Among the entries below, take the line with "Query: water" and the line with "Query: treeline", and output them and every line between them exactly, with nothing else.
── Records for the exercise
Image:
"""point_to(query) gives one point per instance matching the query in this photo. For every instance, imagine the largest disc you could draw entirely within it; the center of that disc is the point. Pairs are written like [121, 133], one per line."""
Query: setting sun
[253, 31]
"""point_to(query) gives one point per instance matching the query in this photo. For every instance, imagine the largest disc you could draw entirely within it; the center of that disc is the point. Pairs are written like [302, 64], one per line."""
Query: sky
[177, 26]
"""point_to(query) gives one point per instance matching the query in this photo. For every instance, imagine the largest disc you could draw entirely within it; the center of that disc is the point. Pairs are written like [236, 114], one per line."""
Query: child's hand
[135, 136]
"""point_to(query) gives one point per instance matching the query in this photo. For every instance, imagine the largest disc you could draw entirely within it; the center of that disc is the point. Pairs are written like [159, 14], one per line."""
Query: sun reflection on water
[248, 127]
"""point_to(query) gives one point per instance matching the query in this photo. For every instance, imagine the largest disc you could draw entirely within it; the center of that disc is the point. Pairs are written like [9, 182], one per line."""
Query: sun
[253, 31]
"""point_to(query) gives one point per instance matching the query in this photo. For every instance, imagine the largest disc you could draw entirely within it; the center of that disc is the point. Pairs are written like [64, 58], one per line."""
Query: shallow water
────
── Records for the exercise
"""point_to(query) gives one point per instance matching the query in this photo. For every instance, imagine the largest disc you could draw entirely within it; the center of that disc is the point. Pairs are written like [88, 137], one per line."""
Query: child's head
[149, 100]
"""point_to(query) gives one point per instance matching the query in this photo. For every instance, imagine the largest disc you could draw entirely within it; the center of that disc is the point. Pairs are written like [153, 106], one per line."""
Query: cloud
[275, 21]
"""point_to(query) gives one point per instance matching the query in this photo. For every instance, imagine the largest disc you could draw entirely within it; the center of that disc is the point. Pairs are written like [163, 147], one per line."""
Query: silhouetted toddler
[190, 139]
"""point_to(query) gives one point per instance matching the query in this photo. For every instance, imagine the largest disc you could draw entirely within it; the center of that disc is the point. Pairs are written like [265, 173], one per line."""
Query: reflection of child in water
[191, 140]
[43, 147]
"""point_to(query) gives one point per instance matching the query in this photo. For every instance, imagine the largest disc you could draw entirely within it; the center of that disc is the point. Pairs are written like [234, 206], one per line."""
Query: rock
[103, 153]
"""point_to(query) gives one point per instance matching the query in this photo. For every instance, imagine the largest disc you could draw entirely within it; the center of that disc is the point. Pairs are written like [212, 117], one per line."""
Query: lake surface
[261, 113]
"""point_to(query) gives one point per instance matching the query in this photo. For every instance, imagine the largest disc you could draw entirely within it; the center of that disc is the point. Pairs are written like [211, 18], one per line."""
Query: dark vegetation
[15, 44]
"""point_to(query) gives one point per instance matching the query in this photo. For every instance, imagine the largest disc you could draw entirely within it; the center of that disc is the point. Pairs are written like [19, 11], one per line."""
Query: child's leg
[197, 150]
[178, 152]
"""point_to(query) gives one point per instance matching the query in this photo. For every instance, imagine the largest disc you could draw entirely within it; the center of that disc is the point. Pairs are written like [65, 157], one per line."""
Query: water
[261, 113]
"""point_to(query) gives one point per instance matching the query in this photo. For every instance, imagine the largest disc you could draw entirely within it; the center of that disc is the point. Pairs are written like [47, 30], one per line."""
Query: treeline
────
── Records for the exercise
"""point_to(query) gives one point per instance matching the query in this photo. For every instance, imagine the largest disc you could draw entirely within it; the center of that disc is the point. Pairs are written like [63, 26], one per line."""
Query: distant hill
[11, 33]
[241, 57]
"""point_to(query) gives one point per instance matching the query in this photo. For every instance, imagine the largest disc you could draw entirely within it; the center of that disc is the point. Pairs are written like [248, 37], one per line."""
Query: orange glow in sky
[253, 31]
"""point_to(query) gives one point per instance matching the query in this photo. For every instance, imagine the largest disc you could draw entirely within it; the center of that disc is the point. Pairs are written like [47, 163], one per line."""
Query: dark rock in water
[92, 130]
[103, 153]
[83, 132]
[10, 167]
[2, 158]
────
▶ Response to this task:
Query: water
[261, 113]
"""point_to(query) gives one point per instance matching the query in this photo. For every instance, imagine the largest disc you could draw entirely within it; the center of that disc is the point. Pairs are written like [47, 30], one per line."""
Query: treeline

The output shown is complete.